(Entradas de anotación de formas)
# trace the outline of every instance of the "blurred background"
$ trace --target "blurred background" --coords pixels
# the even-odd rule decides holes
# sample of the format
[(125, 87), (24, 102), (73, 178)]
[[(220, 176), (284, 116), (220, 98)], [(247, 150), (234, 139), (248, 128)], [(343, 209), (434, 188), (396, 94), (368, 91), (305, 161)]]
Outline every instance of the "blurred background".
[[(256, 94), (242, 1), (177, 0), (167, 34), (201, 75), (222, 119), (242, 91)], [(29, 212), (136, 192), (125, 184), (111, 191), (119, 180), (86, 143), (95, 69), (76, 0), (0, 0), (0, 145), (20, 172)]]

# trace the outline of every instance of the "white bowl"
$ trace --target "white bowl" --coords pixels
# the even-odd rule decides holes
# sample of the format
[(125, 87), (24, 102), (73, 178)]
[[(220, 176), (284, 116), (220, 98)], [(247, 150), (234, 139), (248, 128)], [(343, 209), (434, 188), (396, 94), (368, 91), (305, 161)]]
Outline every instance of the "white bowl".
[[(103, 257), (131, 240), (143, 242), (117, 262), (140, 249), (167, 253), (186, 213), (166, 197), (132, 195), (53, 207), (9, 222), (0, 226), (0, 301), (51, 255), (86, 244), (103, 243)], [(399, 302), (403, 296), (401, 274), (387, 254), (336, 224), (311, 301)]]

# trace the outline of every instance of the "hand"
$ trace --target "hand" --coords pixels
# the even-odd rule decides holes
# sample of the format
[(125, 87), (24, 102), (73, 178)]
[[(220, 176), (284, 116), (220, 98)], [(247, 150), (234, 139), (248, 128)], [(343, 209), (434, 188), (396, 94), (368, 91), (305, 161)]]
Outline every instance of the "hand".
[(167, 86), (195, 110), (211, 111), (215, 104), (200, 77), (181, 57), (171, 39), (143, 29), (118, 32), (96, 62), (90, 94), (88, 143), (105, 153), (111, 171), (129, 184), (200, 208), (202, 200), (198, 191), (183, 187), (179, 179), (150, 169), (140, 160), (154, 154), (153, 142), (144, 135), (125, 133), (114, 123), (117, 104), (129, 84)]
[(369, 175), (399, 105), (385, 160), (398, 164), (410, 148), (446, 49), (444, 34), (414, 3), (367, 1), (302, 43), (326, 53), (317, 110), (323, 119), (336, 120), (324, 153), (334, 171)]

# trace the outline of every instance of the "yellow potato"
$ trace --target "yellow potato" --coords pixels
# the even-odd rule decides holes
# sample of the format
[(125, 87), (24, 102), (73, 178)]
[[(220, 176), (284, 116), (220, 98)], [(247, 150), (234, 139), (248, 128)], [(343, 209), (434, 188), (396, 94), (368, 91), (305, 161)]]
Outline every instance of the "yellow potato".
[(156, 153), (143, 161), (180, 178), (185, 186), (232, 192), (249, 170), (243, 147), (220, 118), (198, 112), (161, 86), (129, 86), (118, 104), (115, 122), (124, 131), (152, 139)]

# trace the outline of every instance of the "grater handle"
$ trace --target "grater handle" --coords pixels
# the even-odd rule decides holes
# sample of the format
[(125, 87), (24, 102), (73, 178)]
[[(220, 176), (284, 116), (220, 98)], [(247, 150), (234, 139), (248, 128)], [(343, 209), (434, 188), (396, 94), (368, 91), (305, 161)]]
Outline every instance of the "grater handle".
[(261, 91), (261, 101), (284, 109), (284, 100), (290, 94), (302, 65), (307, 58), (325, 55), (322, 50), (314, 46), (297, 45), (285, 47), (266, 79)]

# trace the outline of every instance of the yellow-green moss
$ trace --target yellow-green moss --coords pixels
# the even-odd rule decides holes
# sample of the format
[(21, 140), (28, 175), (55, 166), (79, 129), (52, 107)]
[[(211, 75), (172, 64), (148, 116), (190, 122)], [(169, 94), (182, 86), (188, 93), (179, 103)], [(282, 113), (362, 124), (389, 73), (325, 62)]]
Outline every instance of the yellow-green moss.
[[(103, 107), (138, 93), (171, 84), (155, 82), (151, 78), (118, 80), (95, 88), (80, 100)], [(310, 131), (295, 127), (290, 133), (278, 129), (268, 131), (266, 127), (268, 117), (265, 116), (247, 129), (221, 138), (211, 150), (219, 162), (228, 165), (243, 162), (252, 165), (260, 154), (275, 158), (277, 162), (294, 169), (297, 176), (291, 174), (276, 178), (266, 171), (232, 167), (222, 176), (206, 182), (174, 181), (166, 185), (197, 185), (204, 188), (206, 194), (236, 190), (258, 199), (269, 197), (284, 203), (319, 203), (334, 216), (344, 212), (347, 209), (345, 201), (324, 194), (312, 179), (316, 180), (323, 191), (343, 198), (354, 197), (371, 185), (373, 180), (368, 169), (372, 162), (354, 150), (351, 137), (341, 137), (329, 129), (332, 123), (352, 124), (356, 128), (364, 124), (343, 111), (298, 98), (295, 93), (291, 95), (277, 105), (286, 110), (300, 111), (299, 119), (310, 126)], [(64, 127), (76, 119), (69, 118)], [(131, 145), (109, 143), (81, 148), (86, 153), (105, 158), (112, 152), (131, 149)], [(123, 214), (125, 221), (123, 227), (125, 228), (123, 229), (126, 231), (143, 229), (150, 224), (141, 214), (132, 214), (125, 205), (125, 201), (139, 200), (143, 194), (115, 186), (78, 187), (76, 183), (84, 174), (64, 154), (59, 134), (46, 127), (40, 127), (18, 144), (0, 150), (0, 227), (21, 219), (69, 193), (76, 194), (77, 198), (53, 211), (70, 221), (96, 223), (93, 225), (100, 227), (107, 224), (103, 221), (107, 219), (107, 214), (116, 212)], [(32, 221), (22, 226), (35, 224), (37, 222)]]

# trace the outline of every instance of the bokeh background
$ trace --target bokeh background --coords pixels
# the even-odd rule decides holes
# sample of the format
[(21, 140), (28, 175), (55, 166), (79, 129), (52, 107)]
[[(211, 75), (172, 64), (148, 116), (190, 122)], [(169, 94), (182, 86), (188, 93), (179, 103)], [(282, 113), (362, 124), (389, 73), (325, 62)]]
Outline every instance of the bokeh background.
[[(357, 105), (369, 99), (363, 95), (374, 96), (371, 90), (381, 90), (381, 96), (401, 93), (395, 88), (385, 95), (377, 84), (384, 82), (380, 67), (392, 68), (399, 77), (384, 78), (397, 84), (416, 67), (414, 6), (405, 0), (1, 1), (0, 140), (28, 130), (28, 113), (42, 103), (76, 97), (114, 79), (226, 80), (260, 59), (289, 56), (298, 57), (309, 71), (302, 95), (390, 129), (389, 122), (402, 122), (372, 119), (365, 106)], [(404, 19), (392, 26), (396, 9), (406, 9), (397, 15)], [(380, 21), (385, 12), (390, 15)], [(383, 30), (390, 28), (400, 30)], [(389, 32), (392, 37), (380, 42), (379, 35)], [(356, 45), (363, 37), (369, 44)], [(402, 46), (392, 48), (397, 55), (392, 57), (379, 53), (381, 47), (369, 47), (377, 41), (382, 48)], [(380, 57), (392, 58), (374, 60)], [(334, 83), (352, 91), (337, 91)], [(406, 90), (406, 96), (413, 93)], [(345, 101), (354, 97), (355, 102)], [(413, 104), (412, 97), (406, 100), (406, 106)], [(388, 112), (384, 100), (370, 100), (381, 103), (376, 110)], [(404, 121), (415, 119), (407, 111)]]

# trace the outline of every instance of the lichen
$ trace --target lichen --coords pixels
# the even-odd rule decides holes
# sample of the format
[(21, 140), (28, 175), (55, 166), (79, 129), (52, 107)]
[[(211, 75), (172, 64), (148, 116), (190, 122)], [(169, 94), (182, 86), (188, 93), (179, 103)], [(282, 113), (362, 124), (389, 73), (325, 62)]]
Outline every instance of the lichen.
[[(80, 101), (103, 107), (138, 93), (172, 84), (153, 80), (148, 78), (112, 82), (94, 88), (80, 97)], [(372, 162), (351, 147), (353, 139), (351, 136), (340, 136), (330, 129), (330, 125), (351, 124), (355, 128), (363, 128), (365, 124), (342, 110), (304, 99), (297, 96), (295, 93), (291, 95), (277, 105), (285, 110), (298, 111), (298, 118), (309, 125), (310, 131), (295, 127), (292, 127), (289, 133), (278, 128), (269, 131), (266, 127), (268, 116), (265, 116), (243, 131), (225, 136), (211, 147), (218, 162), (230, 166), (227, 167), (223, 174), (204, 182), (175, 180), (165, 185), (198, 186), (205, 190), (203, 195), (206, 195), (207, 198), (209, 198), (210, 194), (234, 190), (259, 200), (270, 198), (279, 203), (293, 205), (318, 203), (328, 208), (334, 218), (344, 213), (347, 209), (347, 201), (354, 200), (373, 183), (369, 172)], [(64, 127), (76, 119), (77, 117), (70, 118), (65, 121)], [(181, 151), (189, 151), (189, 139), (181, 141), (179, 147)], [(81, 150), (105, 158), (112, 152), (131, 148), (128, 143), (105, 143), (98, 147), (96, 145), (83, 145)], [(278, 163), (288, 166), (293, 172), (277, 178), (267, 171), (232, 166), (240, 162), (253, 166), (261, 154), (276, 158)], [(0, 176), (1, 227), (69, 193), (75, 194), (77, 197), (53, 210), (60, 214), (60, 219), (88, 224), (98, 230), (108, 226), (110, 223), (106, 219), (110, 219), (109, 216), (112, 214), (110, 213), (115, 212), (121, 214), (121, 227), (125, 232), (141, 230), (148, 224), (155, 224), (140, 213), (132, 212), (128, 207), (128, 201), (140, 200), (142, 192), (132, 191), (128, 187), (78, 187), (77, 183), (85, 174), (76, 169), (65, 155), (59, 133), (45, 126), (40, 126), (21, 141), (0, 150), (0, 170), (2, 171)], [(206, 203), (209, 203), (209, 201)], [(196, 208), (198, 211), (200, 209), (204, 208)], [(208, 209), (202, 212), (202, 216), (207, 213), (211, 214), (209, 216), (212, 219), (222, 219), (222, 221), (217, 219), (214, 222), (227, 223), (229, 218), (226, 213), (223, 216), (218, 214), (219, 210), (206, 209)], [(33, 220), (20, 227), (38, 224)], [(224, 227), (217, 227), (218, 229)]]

**Tarea asignada**
Presenta como una lista JSON de cadenas, una por línea y sin las líneas en blanco, las líneas de las filas que van desde el comienzo hasta la línea que contiene "224), (311, 301)]]", ambas incluidas.

**Respuesta escrita**
[
  "# trace the outline of every instance of the \"blurred background\"",
  "$ trace --target \"blurred background\" --coords pixels",
  "# the even-odd rule decides holes",
  "# sample of the format",
  "[(125, 87), (24, 102), (73, 178)]",
  "[[(220, 176), (284, 116), (220, 98)], [(247, 150), (234, 139), (248, 128)], [(343, 209), (434, 188), (396, 94), (368, 91), (305, 161)]]",
  "Outline every instance of the \"blurred background\".",
  "[[(256, 94), (242, 1), (177, 0), (167, 34), (201, 75), (222, 119), (242, 91)], [(29, 212), (136, 192), (125, 184), (111, 191), (119, 180), (86, 143), (95, 69), (76, 0), (0, 0), (0, 145), (20, 172)]]",
  "# trace the outline of every instance of the \"white bowl\"",
  "$ trace --target \"white bowl\" --coords pixels",
  "# the even-odd rule decides holes",
  "# sample of the format",
  "[(125, 87), (24, 102), (73, 178)]",
  "[[(220, 176), (284, 116), (220, 98)], [(247, 150), (234, 139), (248, 128)], [(343, 209), (434, 188), (396, 94), (368, 91), (305, 161)]]",
  "Outline every instance of the \"white bowl\".",
  "[[(103, 257), (131, 240), (143, 242), (117, 262), (140, 249), (167, 253), (186, 213), (166, 197), (132, 195), (53, 207), (9, 222), (0, 226), (0, 301), (51, 255), (86, 244), (103, 243)], [(399, 302), (403, 296), (401, 274), (387, 254), (336, 224), (311, 301)]]"
]